REQUIREMENT
Omitting all images, set down every line below exactly as it appears.

Dataset records:
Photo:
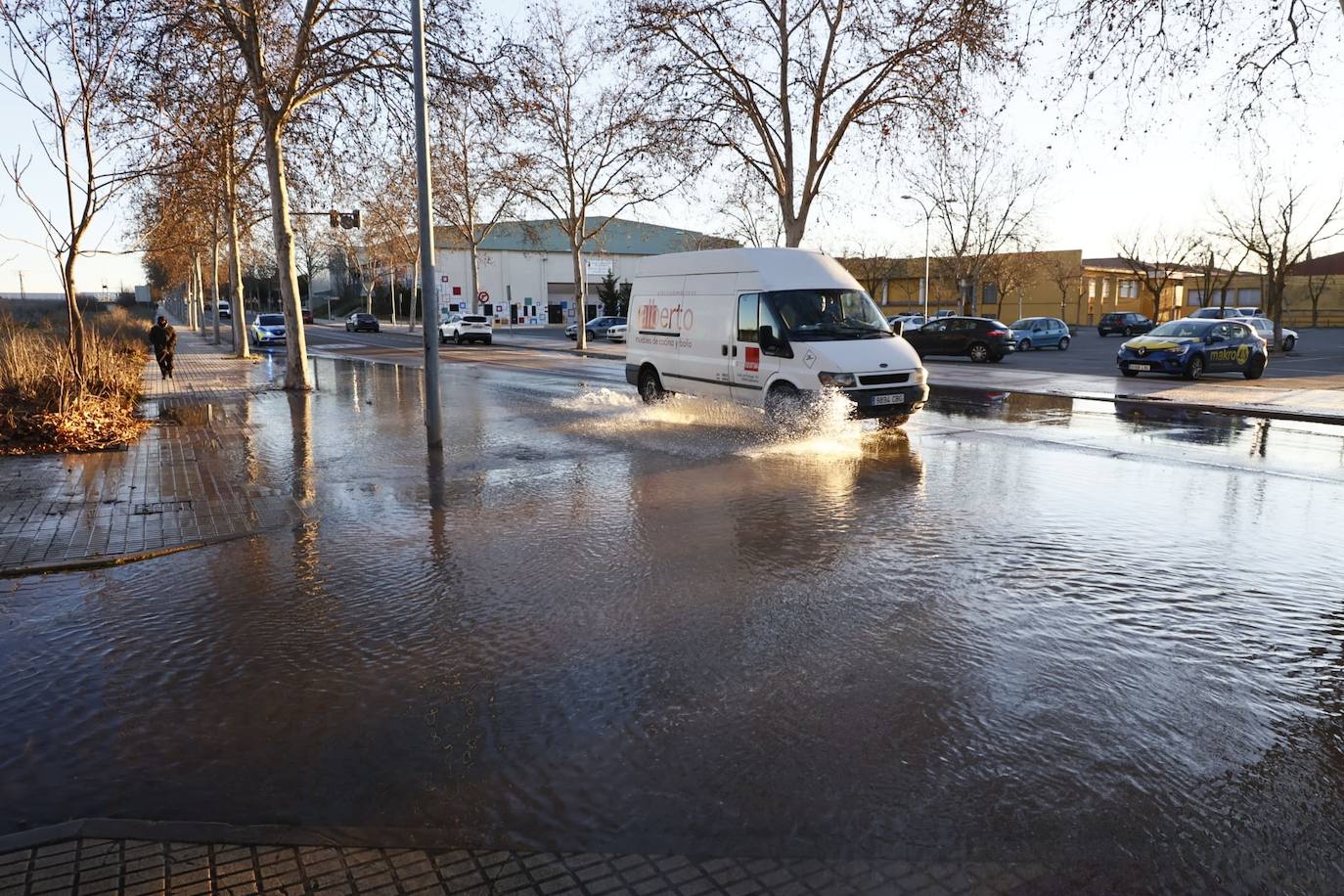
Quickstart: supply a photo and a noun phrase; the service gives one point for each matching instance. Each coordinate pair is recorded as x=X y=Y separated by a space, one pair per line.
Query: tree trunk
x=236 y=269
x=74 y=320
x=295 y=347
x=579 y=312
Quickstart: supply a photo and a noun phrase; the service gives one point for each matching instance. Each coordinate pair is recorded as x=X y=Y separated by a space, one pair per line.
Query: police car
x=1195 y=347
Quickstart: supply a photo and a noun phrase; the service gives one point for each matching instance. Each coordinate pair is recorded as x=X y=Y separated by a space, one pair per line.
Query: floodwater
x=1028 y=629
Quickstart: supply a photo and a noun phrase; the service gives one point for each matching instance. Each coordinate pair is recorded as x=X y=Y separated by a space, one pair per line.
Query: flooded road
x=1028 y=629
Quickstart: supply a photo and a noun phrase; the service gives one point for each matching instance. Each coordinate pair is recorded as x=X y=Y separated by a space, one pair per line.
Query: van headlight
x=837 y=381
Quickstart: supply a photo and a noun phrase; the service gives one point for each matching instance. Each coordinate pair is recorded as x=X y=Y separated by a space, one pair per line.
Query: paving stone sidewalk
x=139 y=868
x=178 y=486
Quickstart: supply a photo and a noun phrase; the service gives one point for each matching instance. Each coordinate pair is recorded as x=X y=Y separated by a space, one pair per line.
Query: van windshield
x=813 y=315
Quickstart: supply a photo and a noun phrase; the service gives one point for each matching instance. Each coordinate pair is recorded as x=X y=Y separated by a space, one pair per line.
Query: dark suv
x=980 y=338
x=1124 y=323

WRITTEN SOLUTION
Photo:
Quickstart: supply a photo and a noun phrase; the service gives one point for each matching instance. Each coordinate pair is recorded as x=X y=Y separated by a space, one pair per line.
Query: tree trunk
x=236 y=269
x=74 y=320
x=295 y=347
x=579 y=312
Quickstart: supply a photo and a noun phrase; the service gives one point for each matching instance. Each coordinate pair is recorded as x=X y=Y separated by a space, one pair per line.
Query: police car
x=1195 y=347
Quickstart: supply a photo and a noun phrase; the service gives one point for each matching instance. Each coordinate pair is recorded as x=X y=Y separated by a space, one pair per line.
Query: floodwater
x=1028 y=629
Quickstart: supply a photo and a noun phrase; the service gives one point for each matching instance. Each coordinate pair is recorded as x=X y=Y separated by a space, one pair per line.
Query: flooded road
x=1028 y=629
Quickstart: supply a photo and a noun phrase; the service gives one point for each matching instance. Each coordinate pair is recorded as x=X y=Y separated by a space, one pair per line.
Query: van headlight
x=837 y=381
Quickstart: supply a photo and a noun phrase; the service gives one point for each matching instance. Each coordinate pair is recorded as x=X y=Y separated by a space, one pair per line.
Query: paving stone sidewalk
x=139 y=868
x=178 y=486
Quickstart: supply a photo and a noun phrase; the service gives one point for each matching instance. Each coordinate pair is recorded as x=X y=Y separated by a space, one pair per line.
Query: van windshield
x=813 y=315
Quickstart: supply a photo and a noun phrase; the service gives one point for each matching instance. Each coordinate pair is recorded as x=X y=Y separated by a space, one pair per line.
Query: dark suv
x=980 y=338
x=1124 y=323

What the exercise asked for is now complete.